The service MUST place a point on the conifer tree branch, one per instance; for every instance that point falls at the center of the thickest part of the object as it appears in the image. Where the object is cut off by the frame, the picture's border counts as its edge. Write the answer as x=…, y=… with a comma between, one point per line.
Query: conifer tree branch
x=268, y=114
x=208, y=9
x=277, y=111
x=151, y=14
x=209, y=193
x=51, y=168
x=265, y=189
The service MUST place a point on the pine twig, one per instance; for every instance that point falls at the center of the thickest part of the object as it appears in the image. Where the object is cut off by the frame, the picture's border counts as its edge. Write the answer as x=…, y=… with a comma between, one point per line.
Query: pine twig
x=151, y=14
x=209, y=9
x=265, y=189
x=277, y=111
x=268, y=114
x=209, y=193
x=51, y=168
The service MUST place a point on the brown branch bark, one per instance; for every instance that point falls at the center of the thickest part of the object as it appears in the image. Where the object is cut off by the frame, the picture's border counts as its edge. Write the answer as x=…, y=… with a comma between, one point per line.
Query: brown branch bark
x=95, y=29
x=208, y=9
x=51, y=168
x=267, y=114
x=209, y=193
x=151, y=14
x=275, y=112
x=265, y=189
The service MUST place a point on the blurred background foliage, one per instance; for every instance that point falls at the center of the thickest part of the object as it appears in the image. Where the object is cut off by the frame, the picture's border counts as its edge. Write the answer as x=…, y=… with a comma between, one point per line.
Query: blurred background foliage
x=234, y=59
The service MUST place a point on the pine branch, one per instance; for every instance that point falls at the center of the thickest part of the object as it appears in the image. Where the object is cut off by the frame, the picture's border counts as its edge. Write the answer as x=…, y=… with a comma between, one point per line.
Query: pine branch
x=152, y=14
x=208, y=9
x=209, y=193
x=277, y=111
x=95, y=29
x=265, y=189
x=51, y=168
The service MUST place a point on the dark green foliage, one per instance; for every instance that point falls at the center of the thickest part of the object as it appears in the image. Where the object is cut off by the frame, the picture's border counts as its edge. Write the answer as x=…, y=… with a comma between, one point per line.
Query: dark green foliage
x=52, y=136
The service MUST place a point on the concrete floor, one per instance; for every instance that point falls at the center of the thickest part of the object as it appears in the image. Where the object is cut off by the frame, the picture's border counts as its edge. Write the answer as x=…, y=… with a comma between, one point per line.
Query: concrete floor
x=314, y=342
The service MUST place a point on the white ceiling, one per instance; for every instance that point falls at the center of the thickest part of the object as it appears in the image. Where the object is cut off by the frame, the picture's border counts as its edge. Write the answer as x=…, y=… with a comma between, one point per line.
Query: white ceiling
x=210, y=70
***
- [To do]: Could you put each line of the data above into a JSON list of strings, one string per line and no entries for blank lines?

- [Exercise solution]:
[
  "The service MUST place a point on the conifer tree branch, one per instance; for every instance that point falls at the center of the thickest part of the object as it appears in the image. Where the object is cut off by the frame, the picture's border counts as its edge. Write the answer as x=…, y=… with a comma between, one point per line.",
  "Query: conifer tree branch",
  "x=268, y=114",
  "x=208, y=9",
  "x=277, y=111",
  "x=151, y=14",
  "x=209, y=193",
  "x=51, y=168",
  "x=265, y=189",
  "The service MUST place a point on the pine twig, one per instance; for every instance that point falls at the center of the thickest part of the object as it appears in the image. Where the object is cut off by the frame, the picture's border counts as its edge. Write the answer as x=…, y=… with a comma between, one point per line.",
  "Query: pine twig",
  "x=151, y=14",
  "x=209, y=9",
  "x=265, y=189",
  "x=277, y=111",
  "x=268, y=114",
  "x=209, y=193",
  "x=51, y=168",
  "The service MUST place a point on the brown branch bark, one per instance; for every instance that point falls at the center of the thickest part of the object as it appears in the image. Where the object is cut off by the frame, the picture's border counts as its edge. Write the answer as x=…, y=… with a comma between, one point per line.",
  "Query: brown branch bark",
  "x=95, y=29",
  "x=208, y=9",
  "x=51, y=168",
  "x=267, y=114",
  "x=209, y=193",
  "x=151, y=14",
  "x=275, y=112",
  "x=265, y=189",
  "The service MUST place a point on the blurred background foliage, one per instance; for every instance that point falls at the center of the thickest part of the object as it appears in the image. Where the object is cut off by the frame, the picture's border counts as its edge. Write the answer as x=…, y=… with a comma between, one point per line.",
  "Query: blurred background foliage",
  "x=234, y=59",
  "The service MUST place a point on the pine branch, one per instance; for every instance that point falls at the center of the thickest part of the object as it appears in the image. Where the object is cut off by the frame, the picture's border counts as its edge. Write the answer as x=…, y=… with a comma between, one point per line.",
  "Query: pine branch",
  "x=152, y=14",
  "x=208, y=9",
  "x=209, y=193",
  "x=277, y=111",
  "x=95, y=29",
  "x=265, y=189",
  "x=51, y=168",
  "The service MUST place a point on the dark green foliage, one per instance; for every instance that point falls at the center of the thickest part of the object as it appears in the image. Where the object is cut off by the frame, the picture's border counts as its edge. Write the answer as x=…, y=… with a comma between, one point per line.",
  "Query: dark green foliage",
  "x=52, y=136",
  "The service MUST place a point on the concrete floor, one per instance; for every instance that point falls at the center of the thickest part of the object as it appears in the image. Where the object is cut off by the frame, the picture's border counts as its edge. Write the answer as x=…, y=… with a comma between, one point per line.",
  "Query: concrete floor",
  "x=314, y=342",
  "The service MUST place a point on the white ceiling, one per instance; for every instance that point falls at the center of the thickest part of the object as it appears in the image. Where the object is cut off by the frame, the picture's border counts as its edge. Write the answer as x=…, y=… with a comma between, one point per line.",
  "Query: white ceiling",
  "x=210, y=70"
]